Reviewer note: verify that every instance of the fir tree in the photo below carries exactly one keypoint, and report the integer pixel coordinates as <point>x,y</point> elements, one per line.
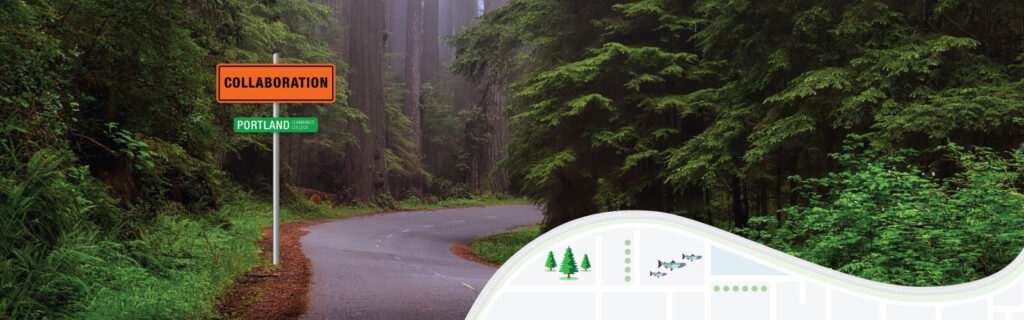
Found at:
<point>551,262</point>
<point>568,264</point>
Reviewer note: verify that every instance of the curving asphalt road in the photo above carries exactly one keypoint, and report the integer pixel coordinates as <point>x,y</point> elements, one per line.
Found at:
<point>399,266</point>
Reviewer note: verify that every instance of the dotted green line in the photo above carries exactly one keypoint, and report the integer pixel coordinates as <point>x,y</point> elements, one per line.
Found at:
<point>737,288</point>
<point>628,261</point>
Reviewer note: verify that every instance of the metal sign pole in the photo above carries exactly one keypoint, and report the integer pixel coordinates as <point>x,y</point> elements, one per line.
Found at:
<point>276,185</point>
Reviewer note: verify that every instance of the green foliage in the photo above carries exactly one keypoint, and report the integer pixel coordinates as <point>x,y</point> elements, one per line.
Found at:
<point>499,248</point>
<point>706,107</point>
<point>884,218</point>
<point>568,266</point>
<point>115,102</point>
<point>550,263</point>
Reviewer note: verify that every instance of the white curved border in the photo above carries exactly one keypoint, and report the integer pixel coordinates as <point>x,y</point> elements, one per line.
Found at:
<point>796,265</point>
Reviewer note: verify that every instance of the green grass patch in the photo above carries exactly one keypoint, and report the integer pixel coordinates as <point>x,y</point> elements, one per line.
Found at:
<point>417,204</point>
<point>499,248</point>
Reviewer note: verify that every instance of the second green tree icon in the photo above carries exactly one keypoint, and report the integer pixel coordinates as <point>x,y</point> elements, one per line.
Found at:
<point>568,264</point>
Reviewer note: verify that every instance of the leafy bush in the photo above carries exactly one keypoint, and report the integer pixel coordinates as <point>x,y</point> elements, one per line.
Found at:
<point>886,219</point>
<point>499,248</point>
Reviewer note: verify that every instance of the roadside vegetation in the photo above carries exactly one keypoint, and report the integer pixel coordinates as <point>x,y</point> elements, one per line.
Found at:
<point>499,248</point>
<point>881,138</point>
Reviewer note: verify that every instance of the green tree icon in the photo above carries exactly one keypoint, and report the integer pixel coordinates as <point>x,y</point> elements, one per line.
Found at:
<point>568,264</point>
<point>551,262</point>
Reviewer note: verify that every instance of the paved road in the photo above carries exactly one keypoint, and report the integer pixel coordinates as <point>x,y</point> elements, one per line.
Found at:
<point>399,266</point>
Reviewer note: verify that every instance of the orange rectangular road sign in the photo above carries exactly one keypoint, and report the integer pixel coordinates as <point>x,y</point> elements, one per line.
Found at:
<point>263,83</point>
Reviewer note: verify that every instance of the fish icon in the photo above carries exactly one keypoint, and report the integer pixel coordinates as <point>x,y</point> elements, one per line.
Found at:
<point>691,256</point>
<point>671,265</point>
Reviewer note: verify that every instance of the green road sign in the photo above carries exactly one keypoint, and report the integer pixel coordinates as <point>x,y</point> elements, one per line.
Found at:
<point>275,125</point>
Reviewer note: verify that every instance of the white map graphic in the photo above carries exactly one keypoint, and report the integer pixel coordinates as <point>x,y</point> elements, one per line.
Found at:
<point>734,278</point>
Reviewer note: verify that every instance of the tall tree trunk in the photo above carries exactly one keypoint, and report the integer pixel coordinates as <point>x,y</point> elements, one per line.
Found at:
<point>365,164</point>
<point>443,32</point>
<point>397,23</point>
<point>739,213</point>
<point>414,50</point>
<point>494,93</point>
<point>430,59</point>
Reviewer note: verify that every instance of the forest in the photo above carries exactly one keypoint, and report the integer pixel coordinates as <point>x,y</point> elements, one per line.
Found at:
<point>882,138</point>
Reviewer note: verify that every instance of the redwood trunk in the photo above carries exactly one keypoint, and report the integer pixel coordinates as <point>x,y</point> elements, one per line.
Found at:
<point>365,164</point>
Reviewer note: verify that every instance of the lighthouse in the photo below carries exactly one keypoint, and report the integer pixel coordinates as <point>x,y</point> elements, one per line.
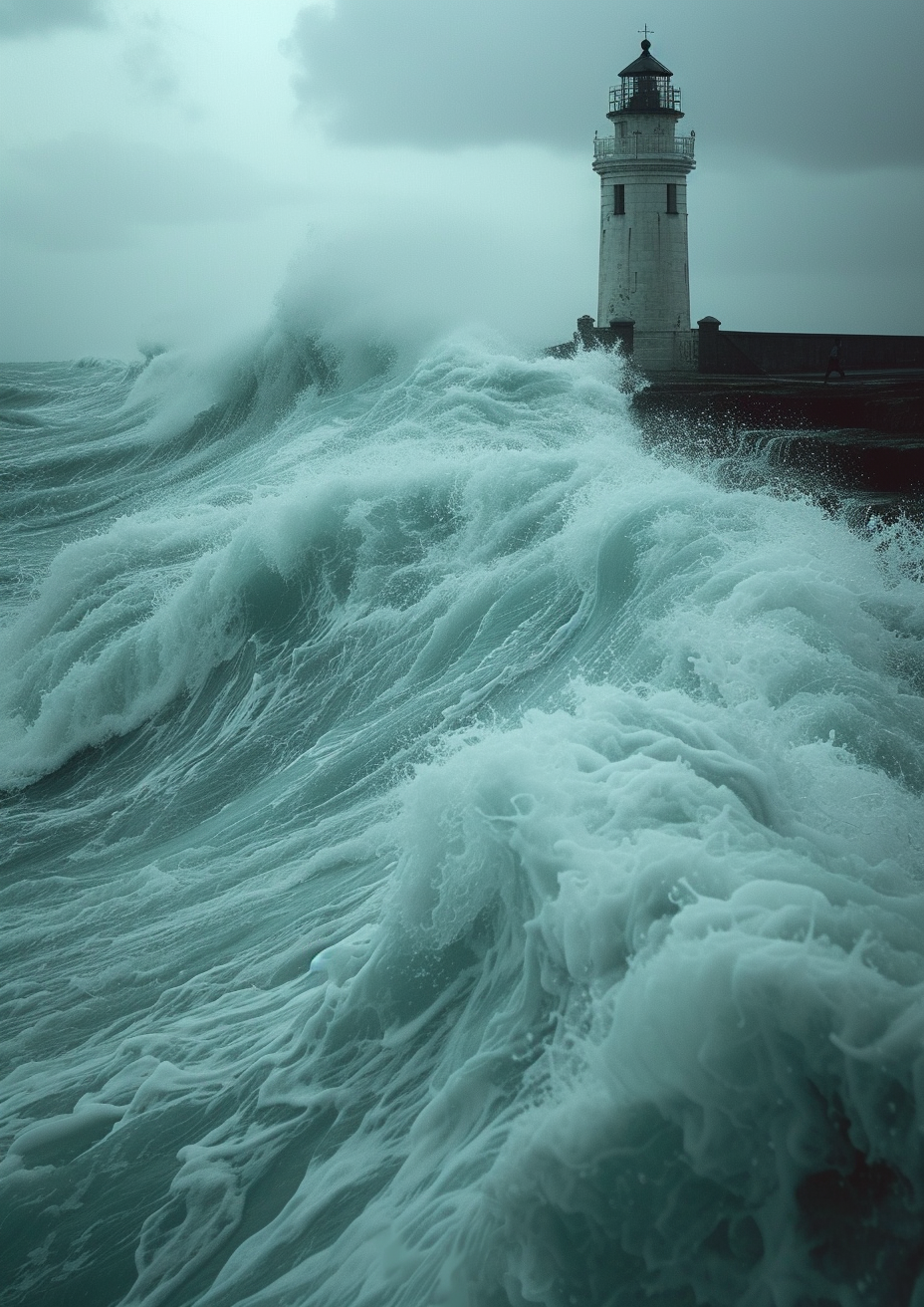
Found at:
<point>643,250</point>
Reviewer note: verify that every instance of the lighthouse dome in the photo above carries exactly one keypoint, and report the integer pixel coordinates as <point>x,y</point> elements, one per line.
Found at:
<point>646,66</point>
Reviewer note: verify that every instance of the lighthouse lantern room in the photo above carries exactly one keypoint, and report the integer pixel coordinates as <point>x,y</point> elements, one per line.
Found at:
<point>643,248</point>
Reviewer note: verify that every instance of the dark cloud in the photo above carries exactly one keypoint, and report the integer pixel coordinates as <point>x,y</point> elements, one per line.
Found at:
<point>831,84</point>
<point>95,192</point>
<point>32,17</point>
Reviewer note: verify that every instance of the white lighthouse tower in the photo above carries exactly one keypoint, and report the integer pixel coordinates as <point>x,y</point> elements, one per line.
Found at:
<point>643,251</point>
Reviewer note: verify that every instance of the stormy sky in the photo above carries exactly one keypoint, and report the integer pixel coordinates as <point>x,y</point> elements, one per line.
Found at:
<point>179,171</point>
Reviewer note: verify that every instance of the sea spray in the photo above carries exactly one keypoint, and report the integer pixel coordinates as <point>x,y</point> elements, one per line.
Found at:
<point>452,854</point>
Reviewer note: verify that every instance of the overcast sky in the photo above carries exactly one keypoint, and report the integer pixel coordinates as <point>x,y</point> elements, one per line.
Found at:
<point>178,171</point>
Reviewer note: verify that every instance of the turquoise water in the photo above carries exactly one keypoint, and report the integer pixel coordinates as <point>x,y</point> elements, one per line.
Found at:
<point>451,855</point>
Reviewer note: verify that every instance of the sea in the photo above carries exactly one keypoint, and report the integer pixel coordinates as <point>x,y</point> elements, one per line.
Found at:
<point>452,851</point>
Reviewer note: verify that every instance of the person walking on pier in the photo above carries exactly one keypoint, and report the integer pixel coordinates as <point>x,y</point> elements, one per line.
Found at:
<point>834,363</point>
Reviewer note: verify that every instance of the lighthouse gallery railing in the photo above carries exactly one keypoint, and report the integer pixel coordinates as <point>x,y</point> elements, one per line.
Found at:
<point>631,145</point>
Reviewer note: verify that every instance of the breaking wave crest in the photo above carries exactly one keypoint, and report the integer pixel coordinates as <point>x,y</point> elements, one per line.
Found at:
<point>454,854</point>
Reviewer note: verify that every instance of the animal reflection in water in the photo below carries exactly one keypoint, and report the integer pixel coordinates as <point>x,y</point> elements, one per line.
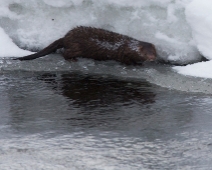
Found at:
<point>94,91</point>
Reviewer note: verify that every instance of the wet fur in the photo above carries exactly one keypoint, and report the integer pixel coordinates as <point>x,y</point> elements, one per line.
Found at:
<point>99,44</point>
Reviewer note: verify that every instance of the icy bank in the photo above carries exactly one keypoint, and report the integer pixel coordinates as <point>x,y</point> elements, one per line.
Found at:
<point>8,48</point>
<point>199,16</point>
<point>34,24</point>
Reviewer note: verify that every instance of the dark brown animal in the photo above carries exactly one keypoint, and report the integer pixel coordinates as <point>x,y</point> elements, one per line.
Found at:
<point>99,44</point>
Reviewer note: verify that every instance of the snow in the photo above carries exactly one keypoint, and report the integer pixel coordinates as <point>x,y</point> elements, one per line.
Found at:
<point>180,29</point>
<point>8,48</point>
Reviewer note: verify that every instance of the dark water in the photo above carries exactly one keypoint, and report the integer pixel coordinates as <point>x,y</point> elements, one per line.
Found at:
<point>70,120</point>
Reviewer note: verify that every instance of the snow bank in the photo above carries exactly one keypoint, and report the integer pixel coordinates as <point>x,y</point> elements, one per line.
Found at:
<point>8,48</point>
<point>202,69</point>
<point>34,24</point>
<point>199,16</point>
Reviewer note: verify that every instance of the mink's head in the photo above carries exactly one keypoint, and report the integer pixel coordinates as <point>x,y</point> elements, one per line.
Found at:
<point>148,52</point>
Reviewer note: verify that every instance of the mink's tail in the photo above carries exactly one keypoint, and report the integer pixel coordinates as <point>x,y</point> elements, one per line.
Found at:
<point>49,49</point>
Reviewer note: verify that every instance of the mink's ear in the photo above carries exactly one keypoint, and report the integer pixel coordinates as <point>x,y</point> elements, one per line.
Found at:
<point>140,47</point>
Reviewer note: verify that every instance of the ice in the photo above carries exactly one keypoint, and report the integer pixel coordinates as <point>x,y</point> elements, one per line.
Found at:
<point>180,29</point>
<point>8,48</point>
<point>202,69</point>
<point>34,24</point>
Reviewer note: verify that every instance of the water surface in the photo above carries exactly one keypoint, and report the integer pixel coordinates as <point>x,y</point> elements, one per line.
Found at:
<point>57,115</point>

What to work on |
Could you copy each line from the listing that has the word "snow" in it?

Answer below |
Reviewer note: verify that every instance of the snow in the photo above carries exactly one keypoint, and report the integer pixel coordinates as <point>x,y</point> elements, one per line.
Reviewer note: verify that every instance of the snow bank in the photo above carries exactly one keypoint, and report the integer pixel coordinates as <point>x,y</point> elements, one per line.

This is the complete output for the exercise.